• WHAT NEEDS TO BE DONE
Leave out the pictures and retype exactly the lines from the one with "Would you be able to point at the wooden door" through the end of the records.

[Natural language region descriptions]
========

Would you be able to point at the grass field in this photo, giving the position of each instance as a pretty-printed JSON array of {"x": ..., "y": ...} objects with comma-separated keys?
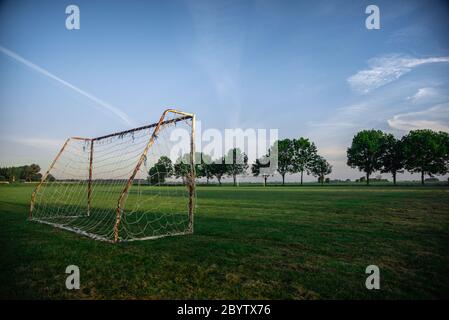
[{"x": 290, "y": 242}]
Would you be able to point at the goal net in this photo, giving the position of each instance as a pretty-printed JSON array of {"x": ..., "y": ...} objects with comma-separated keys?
[{"x": 131, "y": 185}]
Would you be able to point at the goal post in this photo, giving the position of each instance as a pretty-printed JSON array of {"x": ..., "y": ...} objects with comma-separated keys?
[{"x": 123, "y": 186}]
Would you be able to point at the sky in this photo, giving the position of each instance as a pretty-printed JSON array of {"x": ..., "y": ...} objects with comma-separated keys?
[{"x": 306, "y": 68}]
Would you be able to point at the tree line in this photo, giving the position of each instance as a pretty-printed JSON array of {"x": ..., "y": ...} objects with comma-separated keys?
[
  {"x": 294, "y": 156},
  {"x": 420, "y": 151}
]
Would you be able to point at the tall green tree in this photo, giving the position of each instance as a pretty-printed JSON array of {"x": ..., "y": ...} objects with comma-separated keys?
[
  {"x": 426, "y": 152},
  {"x": 285, "y": 153},
  {"x": 392, "y": 158},
  {"x": 304, "y": 153},
  {"x": 202, "y": 166},
  {"x": 219, "y": 168},
  {"x": 237, "y": 163},
  {"x": 181, "y": 168},
  {"x": 366, "y": 151},
  {"x": 161, "y": 170},
  {"x": 320, "y": 168},
  {"x": 261, "y": 167}
]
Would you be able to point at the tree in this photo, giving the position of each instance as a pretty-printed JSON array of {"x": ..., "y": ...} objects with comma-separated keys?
[
  {"x": 366, "y": 151},
  {"x": 426, "y": 151},
  {"x": 262, "y": 167},
  {"x": 392, "y": 158},
  {"x": 202, "y": 166},
  {"x": 304, "y": 153},
  {"x": 237, "y": 163},
  {"x": 320, "y": 168},
  {"x": 162, "y": 169},
  {"x": 285, "y": 152},
  {"x": 219, "y": 168}
]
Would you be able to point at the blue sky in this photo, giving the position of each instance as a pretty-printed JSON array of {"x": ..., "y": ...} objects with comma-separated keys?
[{"x": 308, "y": 68}]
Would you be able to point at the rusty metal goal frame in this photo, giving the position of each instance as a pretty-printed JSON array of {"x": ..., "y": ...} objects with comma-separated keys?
[{"x": 124, "y": 193}]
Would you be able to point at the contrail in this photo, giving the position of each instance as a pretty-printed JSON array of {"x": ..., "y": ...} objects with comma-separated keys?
[{"x": 123, "y": 116}]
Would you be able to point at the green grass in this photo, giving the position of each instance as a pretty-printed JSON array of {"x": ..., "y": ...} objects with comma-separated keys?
[{"x": 288, "y": 242}]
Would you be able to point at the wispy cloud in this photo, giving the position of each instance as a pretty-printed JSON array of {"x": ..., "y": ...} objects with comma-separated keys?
[
  {"x": 386, "y": 69},
  {"x": 106, "y": 106},
  {"x": 423, "y": 93},
  {"x": 36, "y": 142},
  {"x": 435, "y": 118}
]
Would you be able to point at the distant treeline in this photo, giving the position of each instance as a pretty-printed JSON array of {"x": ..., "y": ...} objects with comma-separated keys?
[
  {"x": 26, "y": 173},
  {"x": 420, "y": 151}
]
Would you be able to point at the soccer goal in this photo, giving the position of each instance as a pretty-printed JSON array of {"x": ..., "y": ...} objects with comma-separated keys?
[{"x": 132, "y": 185}]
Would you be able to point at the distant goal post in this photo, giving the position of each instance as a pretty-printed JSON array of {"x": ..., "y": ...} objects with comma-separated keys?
[{"x": 123, "y": 186}]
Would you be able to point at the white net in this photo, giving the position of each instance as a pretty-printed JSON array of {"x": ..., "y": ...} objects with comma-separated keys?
[{"x": 122, "y": 187}]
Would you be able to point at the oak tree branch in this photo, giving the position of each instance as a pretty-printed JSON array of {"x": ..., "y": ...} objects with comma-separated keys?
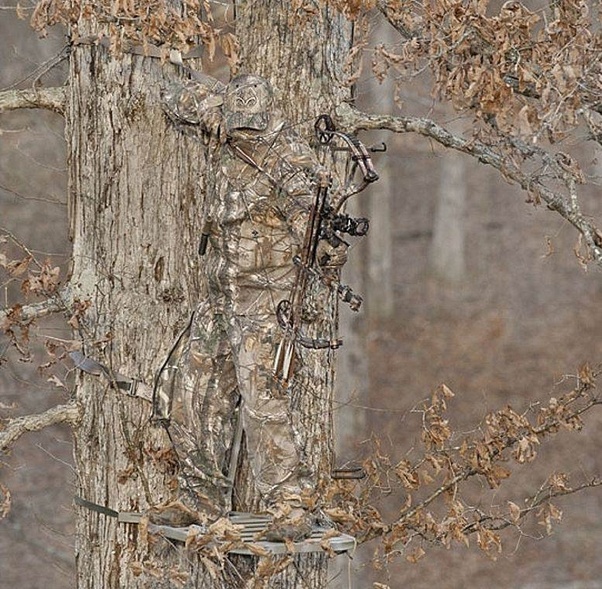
[
  {"x": 353, "y": 120},
  {"x": 53, "y": 99},
  {"x": 14, "y": 428}
]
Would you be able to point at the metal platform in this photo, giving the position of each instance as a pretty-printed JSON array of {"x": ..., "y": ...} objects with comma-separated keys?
[{"x": 250, "y": 527}]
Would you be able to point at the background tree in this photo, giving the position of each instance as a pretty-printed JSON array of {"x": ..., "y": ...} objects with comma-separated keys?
[{"x": 528, "y": 78}]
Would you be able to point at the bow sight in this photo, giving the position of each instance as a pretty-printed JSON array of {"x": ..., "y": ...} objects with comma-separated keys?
[{"x": 326, "y": 223}]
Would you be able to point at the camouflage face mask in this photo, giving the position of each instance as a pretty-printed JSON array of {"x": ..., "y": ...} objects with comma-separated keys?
[{"x": 247, "y": 102}]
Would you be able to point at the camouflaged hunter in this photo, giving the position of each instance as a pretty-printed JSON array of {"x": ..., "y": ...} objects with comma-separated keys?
[{"x": 261, "y": 184}]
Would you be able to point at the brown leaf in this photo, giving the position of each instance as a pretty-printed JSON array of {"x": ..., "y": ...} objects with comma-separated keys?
[{"x": 415, "y": 555}]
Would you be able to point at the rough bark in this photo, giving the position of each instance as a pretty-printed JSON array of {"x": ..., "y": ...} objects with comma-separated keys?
[{"x": 133, "y": 197}]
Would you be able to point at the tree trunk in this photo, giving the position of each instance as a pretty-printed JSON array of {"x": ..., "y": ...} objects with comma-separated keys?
[
  {"x": 447, "y": 255},
  {"x": 135, "y": 194}
]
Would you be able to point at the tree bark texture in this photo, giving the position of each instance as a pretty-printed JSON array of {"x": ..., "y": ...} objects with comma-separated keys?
[{"x": 136, "y": 190}]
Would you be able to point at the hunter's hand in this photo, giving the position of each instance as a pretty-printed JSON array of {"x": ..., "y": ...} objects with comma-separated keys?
[{"x": 329, "y": 256}]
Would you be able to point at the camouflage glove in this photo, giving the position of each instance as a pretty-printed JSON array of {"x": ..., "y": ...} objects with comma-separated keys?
[{"x": 329, "y": 256}]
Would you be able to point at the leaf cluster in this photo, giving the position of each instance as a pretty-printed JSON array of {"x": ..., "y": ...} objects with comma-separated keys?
[{"x": 429, "y": 491}]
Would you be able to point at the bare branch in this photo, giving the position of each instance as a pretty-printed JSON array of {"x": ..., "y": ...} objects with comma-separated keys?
[
  {"x": 15, "y": 428},
  {"x": 353, "y": 120},
  {"x": 59, "y": 302},
  {"x": 48, "y": 98}
]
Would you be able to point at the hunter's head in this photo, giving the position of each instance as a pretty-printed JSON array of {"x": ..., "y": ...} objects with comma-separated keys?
[{"x": 247, "y": 103}]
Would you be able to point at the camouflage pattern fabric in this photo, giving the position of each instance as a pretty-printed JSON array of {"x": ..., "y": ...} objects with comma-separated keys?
[{"x": 260, "y": 189}]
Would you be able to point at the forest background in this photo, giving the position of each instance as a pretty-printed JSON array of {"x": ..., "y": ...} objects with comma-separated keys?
[{"x": 515, "y": 319}]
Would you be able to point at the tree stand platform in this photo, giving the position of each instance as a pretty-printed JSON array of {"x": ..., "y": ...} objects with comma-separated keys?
[{"x": 250, "y": 528}]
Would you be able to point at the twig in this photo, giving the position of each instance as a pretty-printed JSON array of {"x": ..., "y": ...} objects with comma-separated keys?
[
  {"x": 57, "y": 303},
  {"x": 16, "y": 427},
  {"x": 353, "y": 120},
  {"x": 53, "y": 99}
]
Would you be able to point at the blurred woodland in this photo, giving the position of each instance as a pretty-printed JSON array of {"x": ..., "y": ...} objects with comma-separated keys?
[{"x": 508, "y": 319}]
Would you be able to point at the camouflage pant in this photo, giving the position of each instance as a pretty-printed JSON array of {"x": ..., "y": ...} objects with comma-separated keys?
[{"x": 220, "y": 363}]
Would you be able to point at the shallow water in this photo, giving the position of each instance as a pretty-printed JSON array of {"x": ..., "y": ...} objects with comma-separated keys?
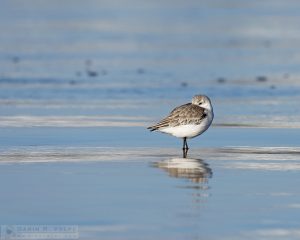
[{"x": 81, "y": 81}]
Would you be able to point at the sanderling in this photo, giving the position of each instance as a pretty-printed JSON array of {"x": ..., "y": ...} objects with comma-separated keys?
[{"x": 188, "y": 120}]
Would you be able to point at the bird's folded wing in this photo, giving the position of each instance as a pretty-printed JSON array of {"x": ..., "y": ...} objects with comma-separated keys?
[{"x": 182, "y": 115}]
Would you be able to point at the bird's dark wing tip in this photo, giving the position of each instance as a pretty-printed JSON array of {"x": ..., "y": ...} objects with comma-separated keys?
[{"x": 152, "y": 128}]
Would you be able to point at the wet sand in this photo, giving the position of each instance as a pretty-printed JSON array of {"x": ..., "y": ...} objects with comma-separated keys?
[{"x": 80, "y": 82}]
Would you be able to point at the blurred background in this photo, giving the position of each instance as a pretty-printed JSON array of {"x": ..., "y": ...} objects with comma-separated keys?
[{"x": 126, "y": 63}]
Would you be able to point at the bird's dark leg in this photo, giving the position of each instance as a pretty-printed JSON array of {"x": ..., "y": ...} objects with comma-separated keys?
[{"x": 185, "y": 148}]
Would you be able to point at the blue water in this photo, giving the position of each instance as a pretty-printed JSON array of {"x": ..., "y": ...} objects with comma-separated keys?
[{"x": 79, "y": 83}]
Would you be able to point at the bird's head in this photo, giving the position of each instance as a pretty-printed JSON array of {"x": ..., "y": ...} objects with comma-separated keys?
[{"x": 202, "y": 101}]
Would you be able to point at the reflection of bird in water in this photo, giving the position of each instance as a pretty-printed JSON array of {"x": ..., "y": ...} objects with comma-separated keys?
[
  {"x": 188, "y": 120},
  {"x": 195, "y": 170}
]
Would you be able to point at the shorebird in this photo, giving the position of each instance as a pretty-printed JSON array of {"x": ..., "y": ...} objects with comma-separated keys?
[{"x": 188, "y": 120}]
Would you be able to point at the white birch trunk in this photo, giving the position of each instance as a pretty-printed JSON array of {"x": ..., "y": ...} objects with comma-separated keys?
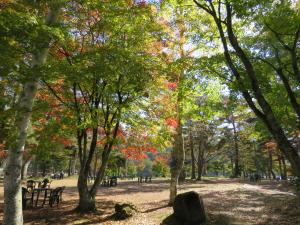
[{"x": 13, "y": 214}]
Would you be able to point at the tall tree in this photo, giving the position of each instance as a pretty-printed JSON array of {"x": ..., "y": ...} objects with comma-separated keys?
[
  {"x": 38, "y": 50},
  {"x": 249, "y": 77}
]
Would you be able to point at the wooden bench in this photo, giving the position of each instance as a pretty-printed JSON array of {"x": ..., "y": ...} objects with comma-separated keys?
[
  {"x": 145, "y": 179},
  {"x": 109, "y": 182}
]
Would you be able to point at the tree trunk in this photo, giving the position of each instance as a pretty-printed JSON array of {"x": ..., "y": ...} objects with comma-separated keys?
[
  {"x": 12, "y": 176},
  {"x": 25, "y": 166},
  {"x": 266, "y": 115},
  {"x": 271, "y": 173},
  {"x": 86, "y": 199},
  {"x": 280, "y": 165},
  {"x": 202, "y": 146},
  {"x": 236, "y": 148},
  {"x": 177, "y": 157},
  {"x": 284, "y": 169},
  {"x": 192, "y": 154}
]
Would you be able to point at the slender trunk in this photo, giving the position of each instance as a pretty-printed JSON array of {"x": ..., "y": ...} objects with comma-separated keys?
[
  {"x": 284, "y": 169},
  {"x": 177, "y": 156},
  {"x": 95, "y": 165},
  {"x": 236, "y": 149},
  {"x": 25, "y": 166},
  {"x": 87, "y": 201},
  {"x": 12, "y": 176},
  {"x": 35, "y": 168},
  {"x": 202, "y": 146},
  {"x": 192, "y": 154},
  {"x": 266, "y": 115},
  {"x": 280, "y": 165},
  {"x": 271, "y": 173}
]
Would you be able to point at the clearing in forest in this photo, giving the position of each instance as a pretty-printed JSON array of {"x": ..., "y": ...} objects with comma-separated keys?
[{"x": 226, "y": 201}]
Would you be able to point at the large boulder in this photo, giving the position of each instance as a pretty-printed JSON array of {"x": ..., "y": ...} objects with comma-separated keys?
[
  {"x": 189, "y": 209},
  {"x": 124, "y": 211}
]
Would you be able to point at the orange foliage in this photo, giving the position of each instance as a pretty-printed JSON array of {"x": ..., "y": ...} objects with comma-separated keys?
[
  {"x": 171, "y": 122},
  {"x": 172, "y": 85}
]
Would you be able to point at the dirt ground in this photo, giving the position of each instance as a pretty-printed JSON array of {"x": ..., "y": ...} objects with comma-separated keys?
[{"x": 226, "y": 202}]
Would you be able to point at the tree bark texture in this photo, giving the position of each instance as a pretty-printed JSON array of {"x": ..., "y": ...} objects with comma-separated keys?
[
  {"x": 265, "y": 112},
  {"x": 12, "y": 177}
]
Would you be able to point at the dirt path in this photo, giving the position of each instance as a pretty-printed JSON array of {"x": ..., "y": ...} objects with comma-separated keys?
[{"x": 226, "y": 202}]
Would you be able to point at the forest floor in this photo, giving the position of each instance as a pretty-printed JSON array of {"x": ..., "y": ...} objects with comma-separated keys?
[{"x": 227, "y": 201}]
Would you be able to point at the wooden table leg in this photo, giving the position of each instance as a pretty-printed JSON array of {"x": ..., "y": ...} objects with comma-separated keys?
[{"x": 37, "y": 198}]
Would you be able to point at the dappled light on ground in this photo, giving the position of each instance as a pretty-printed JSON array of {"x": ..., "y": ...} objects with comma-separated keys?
[{"x": 226, "y": 202}]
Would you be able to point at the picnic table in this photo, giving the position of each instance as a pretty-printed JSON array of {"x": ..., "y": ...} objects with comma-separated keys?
[
  {"x": 49, "y": 194},
  {"x": 146, "y": 179},
  {"x": 109, "y": 182}
]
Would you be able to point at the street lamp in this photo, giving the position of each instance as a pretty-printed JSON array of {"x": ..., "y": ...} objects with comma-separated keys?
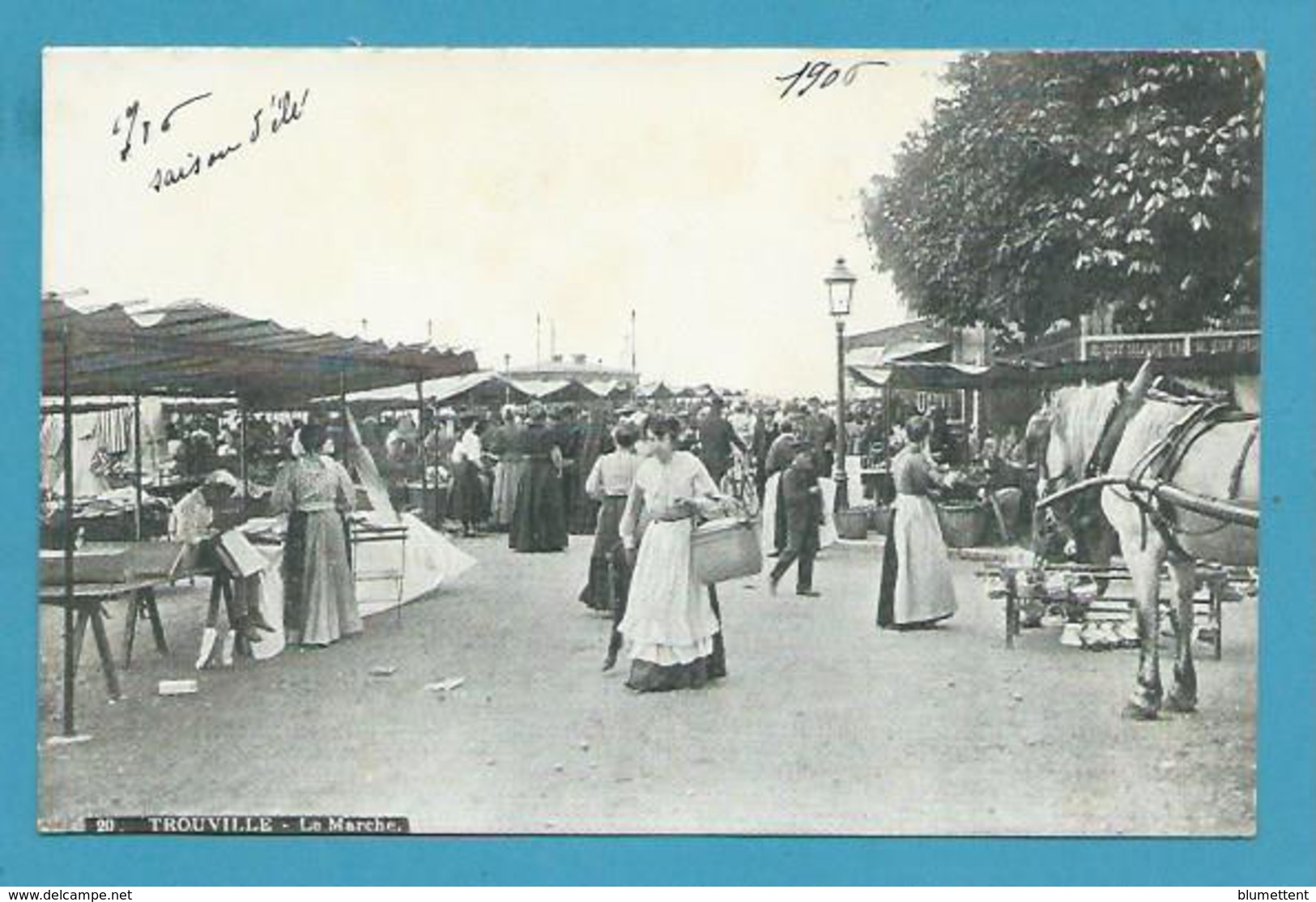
[{"x": 840, "y": 295}]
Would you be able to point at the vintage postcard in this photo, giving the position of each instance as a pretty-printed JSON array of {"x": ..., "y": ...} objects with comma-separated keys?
[{"x": 770, "y": 442}]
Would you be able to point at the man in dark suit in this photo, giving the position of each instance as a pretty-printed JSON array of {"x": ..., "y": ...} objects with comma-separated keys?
[
  {"x": 716, "y": 438},
  {"x": 803, "y": 501},
  {"x": 820, "y": 433}
]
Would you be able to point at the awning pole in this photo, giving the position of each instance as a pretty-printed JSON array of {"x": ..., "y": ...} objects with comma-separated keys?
[
  {"x": 420, "y": 434},
  {"x": 69, "y": 543},
  {"x": 242, "y": 463},
  {"x": 886, "y": 428},
  {"x": 137, "y": 465}
]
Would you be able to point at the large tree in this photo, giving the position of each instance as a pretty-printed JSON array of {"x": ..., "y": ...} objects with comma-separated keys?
[{"x": 1046, "y": 185}]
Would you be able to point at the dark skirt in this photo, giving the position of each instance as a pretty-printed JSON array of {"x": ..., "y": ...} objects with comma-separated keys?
[
  {"x": 467, "y": 495},
  {"x": 540, "y": 522},
  {"x": 598, "y": 594},
  {"x": 888, "y": 588},
  {"x": 646, "y": 676},
  {"x": 319, "y": 589}
]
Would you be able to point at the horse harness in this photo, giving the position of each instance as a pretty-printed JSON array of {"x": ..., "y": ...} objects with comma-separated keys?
[{"x": 1160, "y": 463}]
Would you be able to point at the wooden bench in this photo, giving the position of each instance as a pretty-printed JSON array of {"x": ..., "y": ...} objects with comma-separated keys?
[{"x": 1217, "y": 585}]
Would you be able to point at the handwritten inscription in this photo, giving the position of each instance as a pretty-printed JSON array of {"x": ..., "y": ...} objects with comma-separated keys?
[
  {"x": 136, "y": 130},
  {"x": 820, "y": 74}
]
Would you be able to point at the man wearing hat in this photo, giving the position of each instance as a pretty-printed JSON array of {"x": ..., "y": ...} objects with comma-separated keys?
[
  {"x": 803, "y": 501},
  {"x": 716, "y": 438},
  {"x": 193, "y": 521}
]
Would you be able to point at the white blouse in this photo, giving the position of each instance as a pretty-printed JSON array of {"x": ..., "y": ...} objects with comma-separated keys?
[
  {"x": 469, "y": 449},
  {"x": 659, "y": 486}
]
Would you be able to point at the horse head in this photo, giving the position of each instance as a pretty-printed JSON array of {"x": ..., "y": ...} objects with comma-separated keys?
[{"x": 1071, "y": 438}]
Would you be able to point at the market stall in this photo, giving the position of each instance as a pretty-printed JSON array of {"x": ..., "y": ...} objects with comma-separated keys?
[{"x": 191, "y": 350}]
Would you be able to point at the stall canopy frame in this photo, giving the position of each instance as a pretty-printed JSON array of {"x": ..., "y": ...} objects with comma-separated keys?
[
  {"x": 206, "y": 350},
  {"x": 196, "y": 349}
]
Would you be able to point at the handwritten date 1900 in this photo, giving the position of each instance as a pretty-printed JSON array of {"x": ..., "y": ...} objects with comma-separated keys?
[{"x": 820, "y": 74}]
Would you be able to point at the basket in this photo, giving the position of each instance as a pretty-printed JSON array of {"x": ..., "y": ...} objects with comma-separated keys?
[
  {"x": 726, "y": 548},
  {"x": 852, "y": 524},
  {"x": 962, "y": 525}
]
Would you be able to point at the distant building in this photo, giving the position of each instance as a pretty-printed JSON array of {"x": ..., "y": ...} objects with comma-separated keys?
[{"x": 573, "y": 367}]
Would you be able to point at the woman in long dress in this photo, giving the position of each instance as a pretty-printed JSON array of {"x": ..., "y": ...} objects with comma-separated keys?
[
  {"x": 467, "y": 491},
  {"x": 583, "y": 513},
  {"x": 320, "y": 594},
  {"x": 608, "y": 484},
  {"x": 511, "y": 468},
  {"x": 540, "y": 522},
  {"x": 918, "y": 587},
  {"x": 671, "y": 623}
]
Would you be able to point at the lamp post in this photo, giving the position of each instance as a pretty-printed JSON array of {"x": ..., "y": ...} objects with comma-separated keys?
[{"x": 840, "y": 290}]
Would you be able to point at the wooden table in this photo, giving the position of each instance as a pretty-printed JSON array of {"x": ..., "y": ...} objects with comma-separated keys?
[
  {"x": 86, "y": 602},
  {"x": 375, "y": 533},
  {"x": 1214, "y": 580}
]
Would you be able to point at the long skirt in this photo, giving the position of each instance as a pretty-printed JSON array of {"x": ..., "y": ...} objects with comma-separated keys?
[
  {"x": 599, "y": 590},
  {"x": 319, "y": 589},
  {"x": 918, "y": 587},
  {"x": 540, "y": 522},
  {"x": 507, "y": 479},
  {"x": 671, "y": 622},
  {"x": 467, "y": 495}
]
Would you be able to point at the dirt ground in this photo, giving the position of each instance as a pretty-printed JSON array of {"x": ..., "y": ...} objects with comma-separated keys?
[{"x": 824, "y": 726}]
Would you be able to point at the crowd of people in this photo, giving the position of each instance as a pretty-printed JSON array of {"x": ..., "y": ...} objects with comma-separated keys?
[{"x": 638, "y": 480}]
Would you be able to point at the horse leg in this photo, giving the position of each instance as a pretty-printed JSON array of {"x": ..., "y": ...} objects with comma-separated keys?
[
  {"x": 1183, "y": 691},
  {"x": 1145, "y": 701}
]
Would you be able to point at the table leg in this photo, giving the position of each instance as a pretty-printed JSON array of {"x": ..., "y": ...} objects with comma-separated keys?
[
  {"x": 79, "y": 634},
  {"x": 107, "y": 655},
  {"x": 153, "y": 611},
  {"x": 1217, "y": 615},
  {"x": 134, "y": 611},
  {"x": 1011, "y": 611}
]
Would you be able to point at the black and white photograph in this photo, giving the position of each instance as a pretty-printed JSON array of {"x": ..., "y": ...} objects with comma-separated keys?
[{"x": 821, "y": 442}]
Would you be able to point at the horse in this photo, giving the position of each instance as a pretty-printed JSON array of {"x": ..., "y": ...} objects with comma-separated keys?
[{"x": 1140, "y": 442}]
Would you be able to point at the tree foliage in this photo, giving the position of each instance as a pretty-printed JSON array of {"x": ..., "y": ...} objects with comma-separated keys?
[{"x": 1046, "y": 185}]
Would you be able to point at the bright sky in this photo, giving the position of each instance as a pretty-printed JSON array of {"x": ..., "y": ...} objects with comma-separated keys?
[{"x": 477, "y": 189}]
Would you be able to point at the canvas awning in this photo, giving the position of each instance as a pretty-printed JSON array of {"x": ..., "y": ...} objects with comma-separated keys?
[
  {"x": 469, "y": 388},
  {"x": 926, "y": 377},
  {"x": 199, "y": 349},
  {"x": 654, "y": 391},
  {"x": 554, "y": 391}
]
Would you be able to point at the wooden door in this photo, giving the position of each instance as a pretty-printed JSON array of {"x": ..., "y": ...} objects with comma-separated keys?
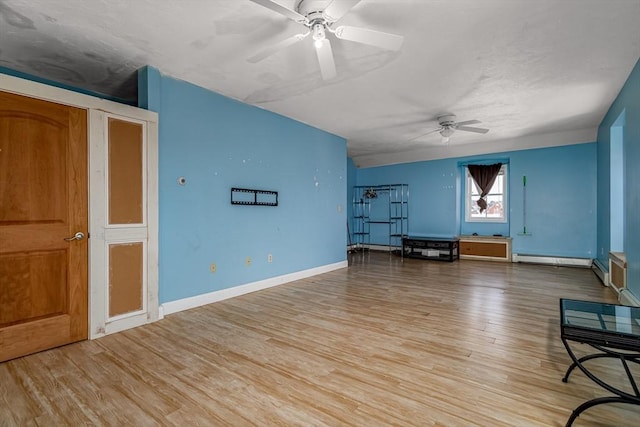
[{"x": 43, "y": 200}]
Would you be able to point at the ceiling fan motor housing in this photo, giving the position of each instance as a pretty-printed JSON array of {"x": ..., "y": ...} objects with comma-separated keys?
[
  {"x": 448, "y": 120},
  {"x": 314, "y": 11}
]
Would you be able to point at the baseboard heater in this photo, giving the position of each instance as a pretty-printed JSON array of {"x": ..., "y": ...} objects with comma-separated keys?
[
  {"x": 627, "y": 298},
  {"x": 600, "y": 272},
  {"x": 561, "y": 261}
]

========

• RESULT OF THE TASK
Would you be able to point at the wooden door in this photo, giving the position of each instance as a pretty-printed JSON array of {"x": ..., "y": ...} objects with comma-separated keys?
[{"x": 43, "y": 200}]
Would you be able to point at the ceiling fan motor housing in this photo, giving the position of each instance as a pretty-printed JSON array of {"x": ..., "y": ...} objects with comma-separated keys?
[
  {"x": 448, "y": 120},
  {"x": 314, "y": 11}
]
Would you be able to point at the baseboard heater in this photo, giving the position of each instance as a pretty-printed JSON array of {"x": ..., "y": ...} objects with comma-separated keys?
[
  {"x": 627, "y": 298},
  {"x": 600, "y": 272},
  {"x": 561, "y": 261}
]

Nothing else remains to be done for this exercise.